■ **ABOUT THIS TASK**
Set out the records again, keeping every word as it is.

(Stored data entries)
>>>

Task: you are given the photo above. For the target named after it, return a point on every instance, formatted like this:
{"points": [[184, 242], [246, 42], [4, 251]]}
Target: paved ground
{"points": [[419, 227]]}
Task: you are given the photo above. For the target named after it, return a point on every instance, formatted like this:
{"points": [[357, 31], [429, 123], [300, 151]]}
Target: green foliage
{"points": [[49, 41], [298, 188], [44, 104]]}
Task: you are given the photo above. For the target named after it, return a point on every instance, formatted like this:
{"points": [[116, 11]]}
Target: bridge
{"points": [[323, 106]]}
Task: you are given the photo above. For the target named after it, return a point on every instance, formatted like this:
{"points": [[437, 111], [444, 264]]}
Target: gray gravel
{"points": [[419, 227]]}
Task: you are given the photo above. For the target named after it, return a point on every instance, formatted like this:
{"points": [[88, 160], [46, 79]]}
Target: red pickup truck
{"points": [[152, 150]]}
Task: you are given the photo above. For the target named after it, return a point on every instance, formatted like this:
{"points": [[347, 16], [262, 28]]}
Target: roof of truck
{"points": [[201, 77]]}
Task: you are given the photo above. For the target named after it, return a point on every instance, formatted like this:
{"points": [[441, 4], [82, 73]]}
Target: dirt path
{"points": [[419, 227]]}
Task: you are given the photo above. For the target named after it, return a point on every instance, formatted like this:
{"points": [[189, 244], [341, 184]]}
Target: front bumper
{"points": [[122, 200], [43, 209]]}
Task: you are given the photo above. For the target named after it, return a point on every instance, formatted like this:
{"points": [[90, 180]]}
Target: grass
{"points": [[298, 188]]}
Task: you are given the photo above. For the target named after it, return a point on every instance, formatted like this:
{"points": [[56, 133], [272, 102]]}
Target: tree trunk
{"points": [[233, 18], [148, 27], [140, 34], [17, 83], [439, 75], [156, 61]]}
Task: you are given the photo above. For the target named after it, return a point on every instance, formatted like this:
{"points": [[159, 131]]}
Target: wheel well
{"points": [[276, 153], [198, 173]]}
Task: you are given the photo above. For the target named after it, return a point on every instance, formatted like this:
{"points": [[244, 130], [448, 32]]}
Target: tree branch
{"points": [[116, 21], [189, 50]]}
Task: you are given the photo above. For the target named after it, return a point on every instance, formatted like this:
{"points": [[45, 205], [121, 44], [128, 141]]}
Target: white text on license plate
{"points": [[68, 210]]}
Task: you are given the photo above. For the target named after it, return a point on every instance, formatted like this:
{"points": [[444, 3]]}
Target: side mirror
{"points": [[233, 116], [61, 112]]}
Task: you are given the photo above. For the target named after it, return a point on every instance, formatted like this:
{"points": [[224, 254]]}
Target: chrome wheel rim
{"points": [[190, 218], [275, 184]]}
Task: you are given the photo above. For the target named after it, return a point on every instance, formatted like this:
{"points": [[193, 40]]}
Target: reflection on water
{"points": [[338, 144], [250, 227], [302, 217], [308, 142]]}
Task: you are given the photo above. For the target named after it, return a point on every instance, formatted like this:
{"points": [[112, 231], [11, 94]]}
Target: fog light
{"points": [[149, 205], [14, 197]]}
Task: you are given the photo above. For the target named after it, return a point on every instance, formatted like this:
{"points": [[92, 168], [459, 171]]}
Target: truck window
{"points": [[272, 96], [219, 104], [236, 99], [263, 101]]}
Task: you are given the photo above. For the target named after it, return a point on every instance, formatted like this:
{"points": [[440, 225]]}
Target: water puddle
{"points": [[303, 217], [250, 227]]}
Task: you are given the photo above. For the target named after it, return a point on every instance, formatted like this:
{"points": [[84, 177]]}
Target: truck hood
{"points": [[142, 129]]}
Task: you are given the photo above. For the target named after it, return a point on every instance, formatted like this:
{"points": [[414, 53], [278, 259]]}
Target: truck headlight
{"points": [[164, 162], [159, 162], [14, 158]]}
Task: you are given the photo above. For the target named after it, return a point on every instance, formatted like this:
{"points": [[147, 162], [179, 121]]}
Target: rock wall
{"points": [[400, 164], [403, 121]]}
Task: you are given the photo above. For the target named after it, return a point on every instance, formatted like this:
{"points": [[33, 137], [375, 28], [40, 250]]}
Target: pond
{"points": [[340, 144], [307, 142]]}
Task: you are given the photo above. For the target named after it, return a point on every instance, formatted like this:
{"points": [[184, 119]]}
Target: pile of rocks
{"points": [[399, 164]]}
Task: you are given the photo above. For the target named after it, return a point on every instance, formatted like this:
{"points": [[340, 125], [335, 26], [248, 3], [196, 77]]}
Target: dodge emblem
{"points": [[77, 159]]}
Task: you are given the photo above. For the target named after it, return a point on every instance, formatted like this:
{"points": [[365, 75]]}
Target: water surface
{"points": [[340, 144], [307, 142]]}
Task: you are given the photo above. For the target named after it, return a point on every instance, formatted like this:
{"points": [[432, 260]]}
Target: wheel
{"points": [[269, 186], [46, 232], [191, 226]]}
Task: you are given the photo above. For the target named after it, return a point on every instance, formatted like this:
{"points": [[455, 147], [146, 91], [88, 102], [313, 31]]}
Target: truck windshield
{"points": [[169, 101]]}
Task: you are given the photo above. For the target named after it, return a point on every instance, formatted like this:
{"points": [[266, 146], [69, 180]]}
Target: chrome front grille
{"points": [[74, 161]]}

<<<

■ **ANSWER BELOW**
Task: you are given the photo above. For the target named after it, return a point on every instance, formatted like this:
{"points": [[184, 242], [246, 42], [4, 251]]}
Target: paved ground
{"points": [[419, 227]]}
Task: you are given the photo above. For the target named after it, return a point on every instance, formatted like this:
{"points": [[357, 31], [429, 123], [300, 151]]}
Target: green foliage
{"points": [[49, 41], [298, 188], [44, 104]]}
Task: you are given the photo above. For the target named after it, return a point on every instance, formatted like this:
{"points": [[116, 11]]}
Target: bridge
{"points": [[323, 106]]}
Task: you are given the photo above. For the target named after it, return a point on every instance, formatted like this:
{"points": [[437, 111], [444, 264]]}
Target: gray gravel
{"points": [[419, 227]]}
Task: you are given the photo above. For the target named after it, return a point on every instance, formatted like this:
{"points": [[88, 160], [46, 79]]}
Target: red pickup truck
{"points": [[152, 150]]}
Task: you are given the photo above. For the target named after it, return a point on every instance, formatted like this:
{"points": [[347, 16], [262, 28]]}
Target: roof of truck
{"points": [[201, 77]]}
Task: you are given the photo above. For the target named after it, return a point on every instance, formatted like this:
{"points": [[441, 4], [82, 73]]}
Target: dirt path
{"points": [[419, 227]]}
Task: you are given the photo above. For the target named after it, return a point on every instance, formatted like this:
{"points": [[189, 244], [341, 184]]}
Target: front bumper
{"points": [[122, 200], [43, 209]]}
Task: you are given the photo above. For the target named after it, return a point on every instance, formatted like this:
{"points": [[90, 180]]}
Target: grass
{"points": [[298, 188]]}
Task: you are given the photo above. For the target named after it, return a point on every instance, formatted like this:
{"points": [[56, 133], [272, 102]]}
Target: tree trunk
{"points": [[233, 18], [148, 27], [140, 34], [17, 83], [439, 75], [156, 61]]}
Task: you are given the photo above. For the target named after it, return a point on every instance, formatted like this:
{"points": [[159, 131]]}
Target: wheel well
{"points": [[276, 153], [198, 173]]}
Task: you are given the photo above. For the target named after it, return a point on every instance, formatted like this:
{"points": [[244, 130], [448, 32]]}
Target: tree branch
{"points": [[116, 21], [189, 50]]}
Task: you are given the photo above. For the target named after it, return a point on every instance, formatted like this:
{"points": [[45, 205], [121, 44], [128, 141]]}
Target: white text on license plate
{"points": [[68, 210]]}
Task: you are given the photo above. For the target named after it, return a point on every instance, formatted like this:
{"points": [[444, 3]]}
Target: side mirror
{"points": [[233, 116], [61, 112]]}
Task: you are given the photo above. For the target named after it, return a point on every instance, formatted like this:
{"points": [[224, 254]]}
Target: chrome wheel rim
{"points": [[190, 218], [275, 184]]}
Task: you are given the photo above. For the target named after it, return a point on every instance, formatted like this:
{"points": [[193, 40]]}
Target: reflection on water
{"points": [[338, 144], [250, 227], [302, 217], [308, 142]]}
Task: you are given the photo above. For the target named after it, return a point on every instance, formatted like this:
{"points": [[112, 231], [11, 94]]}
Target: fog light
{"points": [[149, 205], [14, 197]]}
Task: you are given the photo above. For the target named after it, return a point on every instance, formatted like this:
{"points": [[92, 168], [459, 171]]}
Target: truck window
{"points": [[272, 96], [219, 104], [236, 99], [263, 101]]}
Task: you are given the photo above. For the target named after it, return a point on every instance, formatted like this:
{"points": [[440, 225]]}
Target: water puddle
{"points": [[303, 217], [250, 227]]}
Task: you are given the photo above. For the target named after it, return a point on every instance, formatted like this:
{"points": [[84, 177]]}
Target: truck hood
{"points": [[142, 129]]}
Task: you are given the photo above. For the target named after it, return a point on every instance, formatted like this:
{"points": [[414, 53], [278, 259]]}
Target: truck headlight
{"points": [[164, 162], [159, 162], [14, 158]]}
Task: you are given the photo above. For the target named after it, return a point on every instance, formatted like this:
{"points": [[147, 162], [179, 121]]}
Target: rock wall
{"points": [[400, 164], [403, 121]]}
Task: you are given the photo above. For the target named after it, return a point on every instance, formatted like this:
{"points": [[33, 137], [375, 28], [40, 250]]}
Target: pond
{"points": [[340, 144], [307, 142]]}
Task: you are given the photo above. For the target named after it, return a point on every instance, formatted like this:
{"points": [[184, 119]]}
Target: pile of rocks
{"points": [[399, 164]]}
Task: you are given the photo above. For the target named after it, return a point on every instance, formatted like this:
{"points": [[340, 125], [335, 26], [248, 3], [196, 77]]}
Target: dodge emblem
{"points": [[77, 159]]}
Task: you are given the photo above. For the target named after it, return a point on every instance, formatted like this:
{"points": [[365, 75]]}
Target: water surface
{"points": [[340, 144], [307, 142]]}
Task: you are given the photo above. For the target named after it, return a point on every instance, formatted like this:
{"points": [[432, 260]]}
Target: wheel
{"points": [[269, 186], [46, 232], [191, 226]]}
Task: you are given the photo above. For the target named after it, return a point on every instance, formatted like this:
{"points": [[455, 147], [146, 91], [88, 102], [313, 31]]}
Target: truck windshield
{"points": [[169, 101]]}
Task: you are given the photo above. For the target named after it, return a point on every instance, formatted like this:
{"points": [[266, 146], [69, 180]]}
Target: chrome front grille
{"points": [[74, 161]]}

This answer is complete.